-- Document segment start --
A 1/4 inch potstone is a monster!  Thanks for the welcome.


----------



## annie44 (Jul 17, 2008)

I'm fine with lightly tumbled bottles, but for some reason open air bubbles drive me crazy!  I don't like them.

 I have seen bottles for auction described as mint, and the imperfection/damage is actually visible in the picture posted!  I am leery of buying a bottle in an auction that has only one picture posted.  One thing I like about American Bottle Auctions  is the streaming videos.  Once you see those videos, you really know what you're getting.  The free full color catalogs are also really nice, with detailed condition information.


----------



## T D (Jul 19, 2008)
-- Document segment end --
-- Entries start --
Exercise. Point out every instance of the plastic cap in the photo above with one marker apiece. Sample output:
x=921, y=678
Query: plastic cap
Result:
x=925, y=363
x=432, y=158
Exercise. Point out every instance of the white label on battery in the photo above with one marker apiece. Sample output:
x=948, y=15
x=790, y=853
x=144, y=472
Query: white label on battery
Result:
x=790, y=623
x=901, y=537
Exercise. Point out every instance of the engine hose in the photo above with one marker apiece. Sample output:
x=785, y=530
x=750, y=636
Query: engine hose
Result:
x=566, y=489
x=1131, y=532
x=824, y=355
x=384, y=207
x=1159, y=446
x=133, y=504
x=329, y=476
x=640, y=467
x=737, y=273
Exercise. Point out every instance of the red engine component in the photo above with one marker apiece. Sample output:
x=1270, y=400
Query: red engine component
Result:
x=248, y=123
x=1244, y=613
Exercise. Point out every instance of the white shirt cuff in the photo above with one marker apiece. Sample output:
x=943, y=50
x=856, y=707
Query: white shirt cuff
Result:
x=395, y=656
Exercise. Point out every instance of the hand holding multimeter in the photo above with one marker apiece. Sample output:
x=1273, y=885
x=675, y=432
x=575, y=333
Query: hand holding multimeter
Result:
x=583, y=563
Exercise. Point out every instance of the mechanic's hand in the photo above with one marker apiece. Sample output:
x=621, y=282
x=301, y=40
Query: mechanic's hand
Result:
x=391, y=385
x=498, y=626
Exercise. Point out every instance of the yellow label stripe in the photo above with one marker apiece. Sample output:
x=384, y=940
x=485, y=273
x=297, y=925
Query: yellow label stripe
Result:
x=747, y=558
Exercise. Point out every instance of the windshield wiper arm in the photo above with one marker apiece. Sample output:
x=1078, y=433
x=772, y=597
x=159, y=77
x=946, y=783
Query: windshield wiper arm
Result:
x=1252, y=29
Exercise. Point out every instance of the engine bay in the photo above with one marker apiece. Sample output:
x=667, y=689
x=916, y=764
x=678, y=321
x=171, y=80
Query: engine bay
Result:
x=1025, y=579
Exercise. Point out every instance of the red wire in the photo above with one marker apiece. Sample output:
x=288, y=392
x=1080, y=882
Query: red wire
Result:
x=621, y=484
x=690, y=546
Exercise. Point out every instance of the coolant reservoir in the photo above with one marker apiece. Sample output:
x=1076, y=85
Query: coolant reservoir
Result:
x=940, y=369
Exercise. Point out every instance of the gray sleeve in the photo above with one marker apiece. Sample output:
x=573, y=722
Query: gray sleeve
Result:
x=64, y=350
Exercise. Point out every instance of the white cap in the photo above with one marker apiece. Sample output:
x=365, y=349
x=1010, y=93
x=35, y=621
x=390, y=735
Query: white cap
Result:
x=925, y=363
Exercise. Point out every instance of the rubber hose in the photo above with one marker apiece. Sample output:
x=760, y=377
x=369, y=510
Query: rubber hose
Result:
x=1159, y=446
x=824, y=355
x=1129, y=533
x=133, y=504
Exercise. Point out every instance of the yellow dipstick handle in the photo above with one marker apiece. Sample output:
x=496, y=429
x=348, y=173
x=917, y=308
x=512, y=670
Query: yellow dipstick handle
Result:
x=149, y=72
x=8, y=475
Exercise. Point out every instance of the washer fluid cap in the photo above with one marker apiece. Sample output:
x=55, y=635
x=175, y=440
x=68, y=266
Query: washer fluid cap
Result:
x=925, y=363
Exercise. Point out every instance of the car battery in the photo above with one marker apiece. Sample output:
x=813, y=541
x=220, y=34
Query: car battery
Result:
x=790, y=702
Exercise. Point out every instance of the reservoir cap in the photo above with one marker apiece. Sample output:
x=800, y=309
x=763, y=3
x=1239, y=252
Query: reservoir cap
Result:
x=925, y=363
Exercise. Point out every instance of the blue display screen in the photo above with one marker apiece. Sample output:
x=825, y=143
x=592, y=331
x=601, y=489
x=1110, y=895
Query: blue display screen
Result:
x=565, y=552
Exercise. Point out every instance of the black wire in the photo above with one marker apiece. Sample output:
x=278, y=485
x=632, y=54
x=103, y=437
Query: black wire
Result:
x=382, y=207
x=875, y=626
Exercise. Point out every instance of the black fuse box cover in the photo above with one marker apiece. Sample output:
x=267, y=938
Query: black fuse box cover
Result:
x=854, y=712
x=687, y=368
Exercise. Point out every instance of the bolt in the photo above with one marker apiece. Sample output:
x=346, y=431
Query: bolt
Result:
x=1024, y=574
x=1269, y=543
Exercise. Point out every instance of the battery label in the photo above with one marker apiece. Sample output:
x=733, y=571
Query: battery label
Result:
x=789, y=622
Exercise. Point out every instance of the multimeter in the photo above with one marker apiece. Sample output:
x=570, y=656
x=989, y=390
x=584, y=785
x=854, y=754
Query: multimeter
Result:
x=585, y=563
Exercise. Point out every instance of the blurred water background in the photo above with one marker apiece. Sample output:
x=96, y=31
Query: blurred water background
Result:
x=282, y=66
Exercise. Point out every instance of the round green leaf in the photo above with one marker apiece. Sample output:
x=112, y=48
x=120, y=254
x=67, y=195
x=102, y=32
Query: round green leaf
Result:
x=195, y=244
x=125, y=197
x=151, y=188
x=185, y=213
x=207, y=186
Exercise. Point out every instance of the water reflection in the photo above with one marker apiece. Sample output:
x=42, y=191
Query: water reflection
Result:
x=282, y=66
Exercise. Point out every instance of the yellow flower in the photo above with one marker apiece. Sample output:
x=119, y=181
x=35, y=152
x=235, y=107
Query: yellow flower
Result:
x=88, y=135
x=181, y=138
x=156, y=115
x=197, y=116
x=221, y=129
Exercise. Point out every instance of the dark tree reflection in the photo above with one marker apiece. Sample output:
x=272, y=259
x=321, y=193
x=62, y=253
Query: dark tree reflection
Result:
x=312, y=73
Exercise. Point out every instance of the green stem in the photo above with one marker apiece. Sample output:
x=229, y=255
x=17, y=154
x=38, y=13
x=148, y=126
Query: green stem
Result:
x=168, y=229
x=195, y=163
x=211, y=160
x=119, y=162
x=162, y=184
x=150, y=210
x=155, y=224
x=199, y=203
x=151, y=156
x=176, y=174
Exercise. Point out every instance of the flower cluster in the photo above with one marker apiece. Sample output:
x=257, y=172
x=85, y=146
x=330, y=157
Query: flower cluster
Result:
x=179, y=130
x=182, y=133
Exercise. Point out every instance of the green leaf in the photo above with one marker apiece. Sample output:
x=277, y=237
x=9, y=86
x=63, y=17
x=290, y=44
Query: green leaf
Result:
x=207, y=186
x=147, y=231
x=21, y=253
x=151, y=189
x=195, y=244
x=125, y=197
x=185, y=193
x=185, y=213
-- Entries end --
→ Problem to solve:
Copy out the whole bottle-collecting forum excerpt above, word for word.

→ Solution:
A 1/4 inch potstone is a monster!  Thanks for the welcome.


----------



## annie44 (Jul 17, 2008)

I'm fine with lightly tumbled bottles, but for some reason open air bubbles drive me crazy!  I don't like them.

 I have seen bottles for auction described as mint, and the imperfection/damage is actually visible in the picture posted!  I am leery of buying a bottle in an auction that has only one picture posted.  One thing I like about American Bottle Auctions  is the streaming videos.  Once you see those videos, you really know what you're getting.  The free full color catalogs are also really nice, with detailed condition information.


----------



## T D (Jul 19, 2008)